◆ EXERCISE AIM
Retype the records below exactly as they appear.

— start of LISTED ENTRIES —

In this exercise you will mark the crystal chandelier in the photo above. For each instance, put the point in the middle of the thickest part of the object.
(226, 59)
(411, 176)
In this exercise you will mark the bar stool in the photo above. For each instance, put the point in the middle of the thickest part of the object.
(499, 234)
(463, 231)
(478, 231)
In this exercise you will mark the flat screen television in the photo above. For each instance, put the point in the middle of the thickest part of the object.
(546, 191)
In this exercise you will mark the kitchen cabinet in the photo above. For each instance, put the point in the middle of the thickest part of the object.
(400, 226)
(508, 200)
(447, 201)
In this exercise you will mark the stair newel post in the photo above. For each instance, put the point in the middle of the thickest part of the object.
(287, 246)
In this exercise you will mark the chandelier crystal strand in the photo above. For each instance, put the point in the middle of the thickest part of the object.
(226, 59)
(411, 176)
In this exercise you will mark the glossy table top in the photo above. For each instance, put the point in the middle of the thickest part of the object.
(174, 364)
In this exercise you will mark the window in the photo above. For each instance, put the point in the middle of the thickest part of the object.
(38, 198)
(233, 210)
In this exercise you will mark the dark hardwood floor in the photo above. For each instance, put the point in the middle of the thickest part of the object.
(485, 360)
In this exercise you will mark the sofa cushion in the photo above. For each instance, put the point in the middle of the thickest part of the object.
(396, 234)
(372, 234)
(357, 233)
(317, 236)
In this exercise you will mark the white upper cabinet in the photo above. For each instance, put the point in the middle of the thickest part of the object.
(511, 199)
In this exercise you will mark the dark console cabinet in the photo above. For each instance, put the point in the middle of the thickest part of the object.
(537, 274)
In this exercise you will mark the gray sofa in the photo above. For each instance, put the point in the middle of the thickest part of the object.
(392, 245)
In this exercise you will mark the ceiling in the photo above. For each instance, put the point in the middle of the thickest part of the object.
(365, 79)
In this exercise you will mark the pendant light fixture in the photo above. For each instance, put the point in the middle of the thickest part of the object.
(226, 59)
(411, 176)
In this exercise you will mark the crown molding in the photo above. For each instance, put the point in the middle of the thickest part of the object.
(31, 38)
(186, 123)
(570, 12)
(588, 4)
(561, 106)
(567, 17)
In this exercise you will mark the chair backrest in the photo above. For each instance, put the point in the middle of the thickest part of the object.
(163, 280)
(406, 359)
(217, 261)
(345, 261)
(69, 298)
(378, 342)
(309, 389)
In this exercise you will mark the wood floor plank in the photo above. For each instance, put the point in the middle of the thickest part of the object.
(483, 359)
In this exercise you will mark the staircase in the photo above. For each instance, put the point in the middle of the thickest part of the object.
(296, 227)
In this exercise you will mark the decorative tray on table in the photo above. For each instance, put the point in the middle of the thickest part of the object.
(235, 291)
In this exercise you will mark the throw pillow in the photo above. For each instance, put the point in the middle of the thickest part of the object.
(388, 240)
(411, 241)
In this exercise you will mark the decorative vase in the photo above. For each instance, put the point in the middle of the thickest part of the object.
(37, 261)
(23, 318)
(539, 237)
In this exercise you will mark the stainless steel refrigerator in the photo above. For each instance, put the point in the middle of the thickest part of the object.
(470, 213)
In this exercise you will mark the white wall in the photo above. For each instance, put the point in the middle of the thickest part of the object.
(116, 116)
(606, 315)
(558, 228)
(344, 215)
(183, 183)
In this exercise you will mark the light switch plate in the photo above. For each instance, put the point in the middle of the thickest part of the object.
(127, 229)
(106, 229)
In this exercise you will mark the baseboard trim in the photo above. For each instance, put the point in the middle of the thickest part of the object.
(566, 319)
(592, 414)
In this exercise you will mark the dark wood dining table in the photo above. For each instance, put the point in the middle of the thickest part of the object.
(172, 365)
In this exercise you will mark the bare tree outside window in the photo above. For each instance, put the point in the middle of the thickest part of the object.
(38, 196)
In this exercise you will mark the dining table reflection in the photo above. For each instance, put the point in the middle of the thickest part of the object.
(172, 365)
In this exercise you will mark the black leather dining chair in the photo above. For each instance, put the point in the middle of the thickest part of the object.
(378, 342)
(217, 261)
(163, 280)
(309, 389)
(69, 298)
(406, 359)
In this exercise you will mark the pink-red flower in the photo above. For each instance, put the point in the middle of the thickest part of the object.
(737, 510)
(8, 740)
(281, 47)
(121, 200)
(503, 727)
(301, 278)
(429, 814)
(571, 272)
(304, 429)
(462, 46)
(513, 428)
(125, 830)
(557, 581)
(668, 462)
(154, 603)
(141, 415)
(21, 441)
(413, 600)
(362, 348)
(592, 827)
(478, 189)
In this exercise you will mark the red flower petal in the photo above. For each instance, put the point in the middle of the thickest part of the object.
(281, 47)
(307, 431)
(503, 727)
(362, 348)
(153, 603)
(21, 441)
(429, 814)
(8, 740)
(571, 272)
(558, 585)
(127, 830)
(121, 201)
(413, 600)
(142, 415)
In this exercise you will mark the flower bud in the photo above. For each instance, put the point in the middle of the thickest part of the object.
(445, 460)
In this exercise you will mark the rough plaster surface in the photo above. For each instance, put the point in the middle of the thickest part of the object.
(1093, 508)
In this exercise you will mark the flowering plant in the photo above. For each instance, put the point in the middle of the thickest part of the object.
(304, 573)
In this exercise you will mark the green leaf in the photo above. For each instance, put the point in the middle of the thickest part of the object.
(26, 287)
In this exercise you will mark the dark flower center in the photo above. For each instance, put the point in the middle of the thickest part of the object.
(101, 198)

— end of LISTED ENTRIES —

◆ REPLY TO THE TASK
In this exercise you will mark the crystal chandelier in the photo above. For each instance, put the point in the middle of the thickest part of the object.
(226, 59)
(411, 176)
In this exercise you will mark the bar stool in the photo above. For each instance, put the point in the middle of the thickest part of the object.
(499, 234)
(463, 231)
(478, 231)
In this exercise you will mark the flat screen television in the photo above. For each instance, put the point in the middle of the thickest part of the object.
(546, 191)
In this exercise you will mark the kitchen cabinet in the photo above. For each instance, put the point in the middle of the thickest part of the object.
(400, 226)
(508, 200)
(447, 201)
In this exercise you will mark the stair newel post in the photo above. For each instance, put the point in the middle of the thickest part of the object.
(287, 246)
In this exercise you will mark the chandelier crystal strand in the photo above. For each instance, put the point in the middle of the thickest part of the object.
(226, 59)
(411, 176)
In this exercise you will mark the glossy table top in the photo above. For each instance, put the point in the middle of the thickest part of the object.
(174, 364)
In this exercise you will mark the window in the photo above. For each instance, put the point in the middle of the thickest part of the object.
(38, 198)
(233, 210)
In this exercise you will mark the dark hardwood floor in the photo above. For each instance, put the point in the middle of the thickest part of the object.
(485, 360)
In this exercise you will mark the sofa cushion in the photo above. For each instance, put the point in the middle of the thickest part of the object.
(396, 234)
(372, 234)
(357, 233)
(317, 236)
In this exercise you will mark the white upper cabinet in the photo above. For each instance, put the point in the middle of the thickest part of the object.
(511, 199)
In this exercise you will mark the dark console cabinet in the photo above. For each instance, put the point in the middle of the thickest part of the object.
(537, 274)
In this exercise you will mark the gray sofa in the photo above. For each instance, put the point in the middle of the thickest part of the object.
(392, 245)
In this exercise you will mark the ceiling in the photo above. For each instance, put the point in the middle of the thickest part of the object.
(365, 79)
In this exercise you will mark the pendant light fixture in the photo above. For each instance, put the point in the middle of the thickest part of the object.
(226, 59)
(411, 176)
In this exercise you will mark the crown molding in the photo above. For each instance, put the point in the middle of the thickest part of the object.
(31, 38)
(186, 123)
(570, 12)
(588, 4)
(561, 106)
(567, 17)
In this exercise you will mark the chair backrest in the photo above. For each instance, put the point in the middle of the thickest part of the object.
(163, 280)
(406, 359)
(217, 261)
(345, 261)
(69, 298)
(378, 342)
(309, 389)
In this exercise you will mark the wood floor plank in the photo above. For each instance, put the point in the middle of the thickest part of the object.
(483, 359)
In this exercise you will mark the staircase in the photo above. For each instance, put the point in the middle of the thickest part of the object.
(296, 227)
In this exercise you will mark the decorative tray on table in the photo above. For each instance, put the point in the middle of the thickest part of the object.
(235, 291)
In this exercise you will mark the throw pillow in the photo above. For each instance, put the point in the middle of the thickest part of the object.
(388, 240)
(411, 241)
In this exercise you will mark the decorative vase in the photo above. For each instance, put the point in the middle of the thickest part of the object.
(37, 261)
(23, 318)
(539, 237)
In this exercise you will mark the stainless steel refrigerator in the photo above. For each instance, put the point in the middle of the thickest part of the object.
(470, 213)
In this exercise you will mark the white wall in the photo above. For each instance, put the point in the middle of the thickest part of the object.
(116, 116)
(606, 315)
(558, 228)
(344, 215)
(183, 183)
In this exercise you will mark the light switch plate in the photo above. For each instance, put the point in the middle of the thickest part of the object.
(127, 229)
(106, 229)
In this exercise you will mark the baseboard trim in the photo above. For each instance, put the point in the middle of the thickest part of the object.
(566, 319)
(592, 414)
In this exercise you will mark the dark wood dining table in the photo above. For each instance, put the point in the middle of the thickest part of the object.
(172, 365)
In this exercise you will mark the bare tree outside window in the photo above. For each instance, put the point in the middle of the thickest part of the object.
(38, 196)
In this exercise you will mark the dining table reflection in the photo above. For each instance, put the point in the middle of the thickest part of the object.
(172, 365)
In this exercise you will mark the black leather dining chair in the photo above. For each instance, put the point in the middle of the thickest part of the object.
(378, 342)
(217, 261)
(163, 280)
(309, 389)
(69, 298)
(406, 359)
In this exercise you will mark the pink-red flower in the photo above. For each instance, put the point in the middle of the thickest part of the object.
(737, 510)
(8, 740)
(281, 47)
(121, 200)
(503, 727)
(301, 278)
(429, 814)
(571, 272)
(304, 429)
(462, 46)
(513, 428)
(125, 830)
(557, 581)
(668, 462)
(154, 603)
(141, 415)
(21, 441)
(413, 600)
(362, 348)
(592, 827)
(478, 189)
In this exercise you will mark the red flower petal in the photo above. For each instance, put the point in the middle of the thickest part of the object.
(281, 47)
(307, 431)
(503, 727)
(362, 348)
(153, 603)
(21, 441)
(429, 814)
(8, 740)
(571, 272)
(558, 585)
(127, 830)
(121, 201)
(413, 600)
(142, 415)
In this exercise you will mark the flower bud in the photo above. For each instance, put the point in the middle of the thickest part of the object.
(445, 460)
In this exercise you will mark the rough plaster surface in the photo above. For each instance, put the point in the middle of the thickest part of the object.
(1093, 508)
In this exercise you will mark the flowering plant in the photo above. For each instance, put the point in the middle of the thickest part of the object.
(304, 573)
In this exercise you will mark the green leaf in the photo above. For each instance, put the point in the middle of the thickest part of the object.
(26, 287)
In this exercise you will mark the dark flower center in the photo above. For each instance, put the point in the middle of the thickest part of the object.
(101, 198)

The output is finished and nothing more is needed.